_READING TEXT_:
----------------------------------------

10.3. Optimized gradient 

PEPit.examples.low_dimensional_worst_cases_scenarios.wc_optimized_gradient(L, n, verbose=1)[source]

Consider the minimization problem

\[f_\star \triangleq \min_x f(x),\]

where \(f\) is \(L\)-smooth and convex.

This code computes a worst-case guarantee for optimized gradient method (OGM), and applies the trace heuristic for trying to find a low-dimensional worst-case example on which this guarantee is nearly achieved. That is, it computes the smallest possible \(\tau(n, L)\) such that the guarantee

\[f(x_n) - f_\star \leqslant \tau(n, L) \|x_0 - x_\star\|^2\]

is valid, where \(x_n\) is the output of OGM and where \(x_\star\) is a minimizer of \(f\). Then, it applies the trace heuristic, which allows obtaining a one-dimensional function on which the guarantee is nearly achieved.

Algorithm: The optimized gradient method is described by

\begin{eqnarray} x_{t+1} & = & y_t - \frac{1}{L} \nabla f(y_t)\\ y_{t+1} & = & x_{t+1} + \frac{\theta_{t}-1}{\theta_{t+1}}(x_{t+1}-x_t)+\frac{\theta_{t}}{\theta_{t+1}}(x_{t+1}-y_t), \end{eqnarray}

with

\begin{eqnarray} \theta_0 & = & 1 \\ \theta_t & = & \frac{1 + \sqrt{4 \theta_{t-1}^2 + 1}}{2}, \forall t \in [|1, n-1|] \\ \theta_n & = & \frac{1 + \sqrt{8 \theta_{n-1}^2 + 1}}{2}. \end{eqnarray}

Theoretical guarantee: The tight theoretical guarantee can be found in [2, Theorem 2]:

\[f(x_n)-f_\star \leqslant \frac{L\|x_0-x_\star\|^2}{2\theta_n^2}.\]

References: The OGM was developed in [1,2]. Low-dimensional worst-case functions for OGM were obtained in [3, 4].

----------------------------------------

_DATASET ROWS_:
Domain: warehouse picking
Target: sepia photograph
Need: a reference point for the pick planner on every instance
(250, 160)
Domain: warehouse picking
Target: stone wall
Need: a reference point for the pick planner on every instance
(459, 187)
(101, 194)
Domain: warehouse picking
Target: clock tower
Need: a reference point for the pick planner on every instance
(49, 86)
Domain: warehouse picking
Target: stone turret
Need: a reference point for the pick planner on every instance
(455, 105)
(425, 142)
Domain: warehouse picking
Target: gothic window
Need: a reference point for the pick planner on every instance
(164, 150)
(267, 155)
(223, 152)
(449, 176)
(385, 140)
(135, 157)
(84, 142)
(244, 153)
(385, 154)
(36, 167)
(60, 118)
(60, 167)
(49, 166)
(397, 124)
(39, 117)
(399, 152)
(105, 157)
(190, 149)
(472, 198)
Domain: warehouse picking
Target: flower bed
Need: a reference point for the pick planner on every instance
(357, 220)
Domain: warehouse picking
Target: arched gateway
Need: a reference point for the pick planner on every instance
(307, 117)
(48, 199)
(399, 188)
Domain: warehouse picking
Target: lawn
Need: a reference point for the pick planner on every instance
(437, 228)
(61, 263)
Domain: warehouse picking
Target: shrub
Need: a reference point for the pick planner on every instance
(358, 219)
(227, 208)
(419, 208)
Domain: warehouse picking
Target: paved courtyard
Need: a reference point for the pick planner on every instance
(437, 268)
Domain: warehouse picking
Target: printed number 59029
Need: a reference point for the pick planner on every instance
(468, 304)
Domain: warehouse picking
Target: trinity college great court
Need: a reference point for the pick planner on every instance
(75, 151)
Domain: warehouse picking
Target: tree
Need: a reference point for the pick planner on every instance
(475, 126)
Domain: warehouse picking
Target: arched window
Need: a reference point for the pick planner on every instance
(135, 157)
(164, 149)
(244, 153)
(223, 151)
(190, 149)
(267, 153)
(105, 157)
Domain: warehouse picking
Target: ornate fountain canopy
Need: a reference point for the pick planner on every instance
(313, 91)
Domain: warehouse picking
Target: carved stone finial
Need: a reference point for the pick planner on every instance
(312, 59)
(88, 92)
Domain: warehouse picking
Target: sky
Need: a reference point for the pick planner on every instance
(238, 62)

----------------------------------------

In the optimized gradient page, what kind of function does the trace heuristic allow obtaining?

_RESPONSE_:
A one-dimensional function on which the guarantee is nearly achieved.